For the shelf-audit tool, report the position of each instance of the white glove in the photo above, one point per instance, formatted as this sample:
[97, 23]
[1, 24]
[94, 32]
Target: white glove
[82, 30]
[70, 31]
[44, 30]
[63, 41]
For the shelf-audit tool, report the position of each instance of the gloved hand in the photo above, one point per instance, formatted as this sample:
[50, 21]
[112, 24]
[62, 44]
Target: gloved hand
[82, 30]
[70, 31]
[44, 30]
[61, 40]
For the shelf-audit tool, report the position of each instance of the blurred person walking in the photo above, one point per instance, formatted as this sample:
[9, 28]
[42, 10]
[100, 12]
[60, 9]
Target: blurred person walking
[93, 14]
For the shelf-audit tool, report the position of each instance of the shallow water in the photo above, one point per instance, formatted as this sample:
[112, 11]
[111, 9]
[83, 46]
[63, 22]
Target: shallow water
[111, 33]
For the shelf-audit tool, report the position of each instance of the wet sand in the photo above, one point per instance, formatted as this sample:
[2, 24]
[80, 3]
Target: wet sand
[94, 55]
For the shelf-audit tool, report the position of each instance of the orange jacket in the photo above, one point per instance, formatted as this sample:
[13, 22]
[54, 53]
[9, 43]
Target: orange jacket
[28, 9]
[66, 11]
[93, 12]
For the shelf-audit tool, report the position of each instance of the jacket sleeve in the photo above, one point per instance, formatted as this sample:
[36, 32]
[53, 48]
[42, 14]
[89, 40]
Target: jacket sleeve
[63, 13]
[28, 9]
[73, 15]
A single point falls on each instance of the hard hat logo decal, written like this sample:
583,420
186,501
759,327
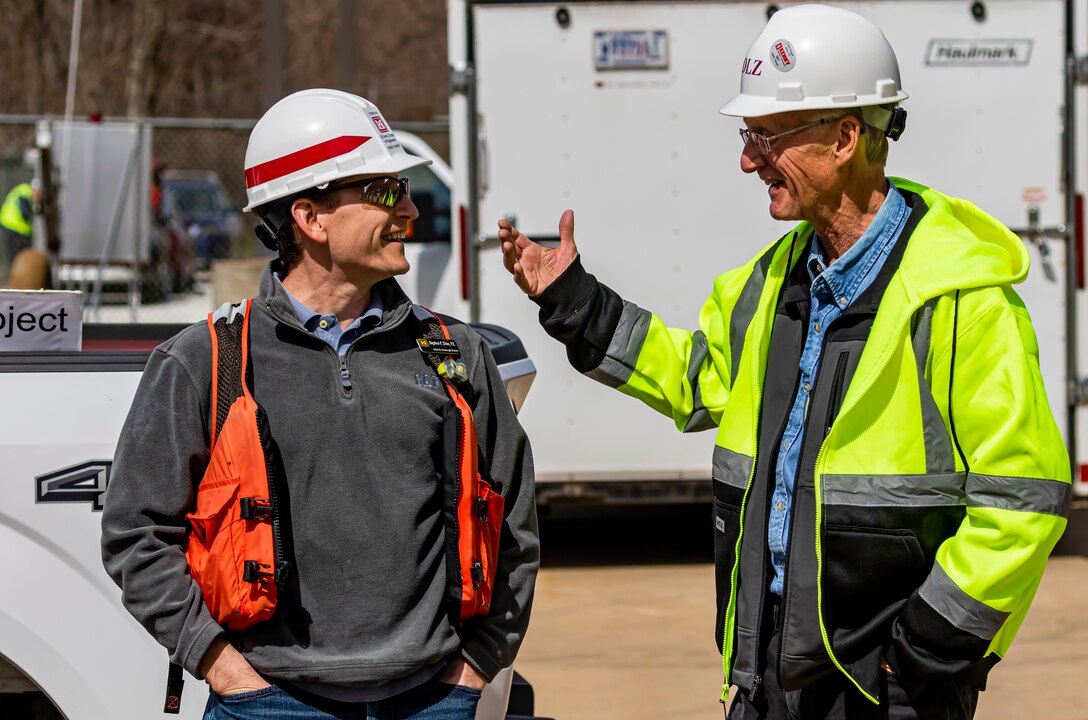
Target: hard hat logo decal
295,161
752,66
782,56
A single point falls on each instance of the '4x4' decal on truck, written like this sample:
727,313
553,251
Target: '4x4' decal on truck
83,483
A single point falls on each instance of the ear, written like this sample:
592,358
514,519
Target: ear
308,220
850,139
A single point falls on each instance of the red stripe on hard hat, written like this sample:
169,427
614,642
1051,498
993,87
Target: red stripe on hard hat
295,161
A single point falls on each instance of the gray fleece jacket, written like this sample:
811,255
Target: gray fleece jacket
363,603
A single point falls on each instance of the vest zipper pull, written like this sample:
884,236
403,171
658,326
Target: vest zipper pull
345,374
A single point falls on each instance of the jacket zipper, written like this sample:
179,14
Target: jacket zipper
727,641
279,565
819,519
345,373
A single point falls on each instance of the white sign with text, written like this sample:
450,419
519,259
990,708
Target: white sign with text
40,321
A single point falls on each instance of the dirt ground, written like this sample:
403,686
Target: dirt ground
623,613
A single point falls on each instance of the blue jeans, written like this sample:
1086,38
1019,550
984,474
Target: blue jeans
432,700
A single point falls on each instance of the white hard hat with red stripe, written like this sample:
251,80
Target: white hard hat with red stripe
817,58
313,137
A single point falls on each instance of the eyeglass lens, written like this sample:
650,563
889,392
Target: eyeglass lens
385,190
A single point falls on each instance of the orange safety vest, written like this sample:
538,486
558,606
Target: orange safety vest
233,550
473,508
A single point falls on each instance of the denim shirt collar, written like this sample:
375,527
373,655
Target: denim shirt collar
840,282
310,320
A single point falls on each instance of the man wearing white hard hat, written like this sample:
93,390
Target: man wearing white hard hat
888,476
322,501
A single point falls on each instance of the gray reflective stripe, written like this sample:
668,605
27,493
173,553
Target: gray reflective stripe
230,311
731,468
1022,494
959,608
939,458
744,310
700,418
874,491
622,352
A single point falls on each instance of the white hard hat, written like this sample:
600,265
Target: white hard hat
313,137
816,58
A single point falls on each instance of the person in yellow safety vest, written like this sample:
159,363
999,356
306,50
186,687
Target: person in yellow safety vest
888,475
16,219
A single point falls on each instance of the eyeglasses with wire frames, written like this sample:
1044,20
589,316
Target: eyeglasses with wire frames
763,143
385,191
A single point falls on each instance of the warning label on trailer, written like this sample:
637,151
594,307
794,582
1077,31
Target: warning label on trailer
978,52
631,49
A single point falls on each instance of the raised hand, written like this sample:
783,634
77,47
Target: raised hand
533,265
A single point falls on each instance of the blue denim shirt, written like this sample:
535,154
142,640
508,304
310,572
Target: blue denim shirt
833,288
326,327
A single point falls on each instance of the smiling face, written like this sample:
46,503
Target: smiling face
800,169
365,239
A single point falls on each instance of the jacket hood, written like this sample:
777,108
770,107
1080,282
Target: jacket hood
956,246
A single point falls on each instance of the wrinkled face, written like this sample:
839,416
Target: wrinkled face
366,237
799,168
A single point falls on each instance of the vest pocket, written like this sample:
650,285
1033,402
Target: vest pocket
866,569
489,519
212,542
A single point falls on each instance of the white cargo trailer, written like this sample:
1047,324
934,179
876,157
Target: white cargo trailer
612,109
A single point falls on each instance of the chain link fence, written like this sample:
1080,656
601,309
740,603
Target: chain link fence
197,235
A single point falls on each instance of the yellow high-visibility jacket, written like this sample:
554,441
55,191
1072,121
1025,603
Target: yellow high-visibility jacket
929,503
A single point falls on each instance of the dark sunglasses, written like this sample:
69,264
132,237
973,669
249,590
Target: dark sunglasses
385,191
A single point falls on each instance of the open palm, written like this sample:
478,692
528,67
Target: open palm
533,265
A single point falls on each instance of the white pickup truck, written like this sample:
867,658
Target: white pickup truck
68,647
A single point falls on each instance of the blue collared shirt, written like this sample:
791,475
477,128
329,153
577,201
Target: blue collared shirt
835,288
326,327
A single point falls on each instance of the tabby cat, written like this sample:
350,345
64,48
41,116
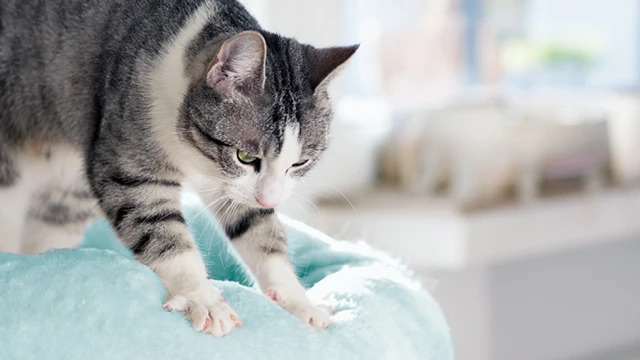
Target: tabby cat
108,107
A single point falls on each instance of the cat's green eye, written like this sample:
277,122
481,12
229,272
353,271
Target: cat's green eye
245,158
300,163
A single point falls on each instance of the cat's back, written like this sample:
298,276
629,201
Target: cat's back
58,56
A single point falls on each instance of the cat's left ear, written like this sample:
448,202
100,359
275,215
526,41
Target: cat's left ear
239,65
324,64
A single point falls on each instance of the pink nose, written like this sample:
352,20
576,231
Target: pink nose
266,204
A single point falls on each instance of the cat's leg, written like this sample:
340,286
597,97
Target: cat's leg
14,198
57,218
62,207
144,208
260,239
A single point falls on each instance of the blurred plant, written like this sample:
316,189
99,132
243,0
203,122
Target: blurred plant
523,54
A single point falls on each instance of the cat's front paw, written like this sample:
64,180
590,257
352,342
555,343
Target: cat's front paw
209,314
309,314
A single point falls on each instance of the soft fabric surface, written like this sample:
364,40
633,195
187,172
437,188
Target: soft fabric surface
98,303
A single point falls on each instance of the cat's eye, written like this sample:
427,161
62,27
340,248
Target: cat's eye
245,158
300,163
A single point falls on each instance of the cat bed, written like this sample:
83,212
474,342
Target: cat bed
98,303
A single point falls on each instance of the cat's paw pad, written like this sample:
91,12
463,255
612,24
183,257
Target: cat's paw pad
310,315
212,316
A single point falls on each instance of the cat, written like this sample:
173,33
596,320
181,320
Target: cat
109,107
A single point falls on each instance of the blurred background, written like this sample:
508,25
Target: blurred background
493,146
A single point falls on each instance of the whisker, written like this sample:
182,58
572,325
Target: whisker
339,192
309,201
303,211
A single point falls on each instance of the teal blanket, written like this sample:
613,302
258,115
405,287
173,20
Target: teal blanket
98,303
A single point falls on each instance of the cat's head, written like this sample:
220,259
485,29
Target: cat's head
259,111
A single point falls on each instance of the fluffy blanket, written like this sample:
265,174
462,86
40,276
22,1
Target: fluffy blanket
97,303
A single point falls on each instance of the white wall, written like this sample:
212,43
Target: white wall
615,22
582,304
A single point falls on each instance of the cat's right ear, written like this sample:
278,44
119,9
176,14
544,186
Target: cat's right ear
239,65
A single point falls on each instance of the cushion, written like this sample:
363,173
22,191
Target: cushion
96,302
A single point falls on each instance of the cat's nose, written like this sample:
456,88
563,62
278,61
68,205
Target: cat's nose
266,203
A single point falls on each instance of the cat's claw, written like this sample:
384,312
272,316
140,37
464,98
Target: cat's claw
211,316
313,316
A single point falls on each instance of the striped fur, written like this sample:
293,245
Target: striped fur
108,107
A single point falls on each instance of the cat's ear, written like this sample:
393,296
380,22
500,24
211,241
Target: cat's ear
239,65
324,64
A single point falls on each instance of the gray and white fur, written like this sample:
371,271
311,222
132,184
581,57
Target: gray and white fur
107,107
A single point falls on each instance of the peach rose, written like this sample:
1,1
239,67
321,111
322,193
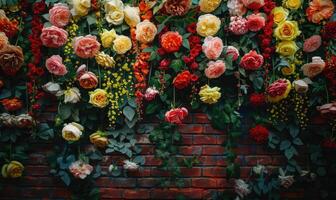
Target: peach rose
59,15
86,47
314,68
255,22
145,32
212,47
312,44
53,37
319,10
215,69
55,66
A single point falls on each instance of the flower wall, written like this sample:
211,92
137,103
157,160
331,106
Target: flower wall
259,69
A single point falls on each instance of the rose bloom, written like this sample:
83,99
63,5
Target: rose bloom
312,44
208,25
208,6
171,41
314,68
232,51
122,44
236,7
13,169
252,61
53,37
80,169
215,69
132,15
209,95
253,4
86,47
182,80
145,32
99,139
55,66
280,14
259,134
72,131
11,59
257,99
99,98
86,79
11,105
176,115
287,30
319,10
107,38
212,47
59,15
255,22
177,7
278,90
151,93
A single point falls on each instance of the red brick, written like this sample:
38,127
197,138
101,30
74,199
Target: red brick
136,194
204,139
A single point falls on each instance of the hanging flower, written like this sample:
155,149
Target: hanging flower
278,90
99,98
72,131
176,115
209,95
13,169
80,169
171,41
259,134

* * * * *

--- REQUIRED WORK ---
Change every "Target" to "Label" in the entries from the line with "A single point falls on each instance of the flower" through the end of the entries, and reproduce those lines with nothing else altered.

--- EXERCISE RESPONSE ---
A single point falls on each instance of the flower wall, written like this sample:
211,92
137,103
157,160
331,106
Label: flower wall
259,69
A single point falls on each instance of the rose bloom, written like this sample:
83,99
63,5
Label: rose bloom
312,44
208,25
208,6
171,41
314,68
232,51
122,44
236,7
13,169
252,61
53,37
80,169
215,69
132,15
209,95
253,4
86,47
182,80
145,32
99,139
55,66
280,14
259,134
72,131
11,59
257,99
99,98
86,79
11,105
176,115
287,30
319,10
107,38
212,47
59,15
255,22
177,7
278,90
151,93
A single point falls on each instance of the red brick, written like this sample:
38,127
197,138
101,30
74,199
Label: red brick
136,194
204,139
A single point falls on each instance of the hanging flower, written like this sample:
155,149
Label: hanging flower
278,90
99,98
72,131
176,115
209,95
13,169
80,169
171,41
259,134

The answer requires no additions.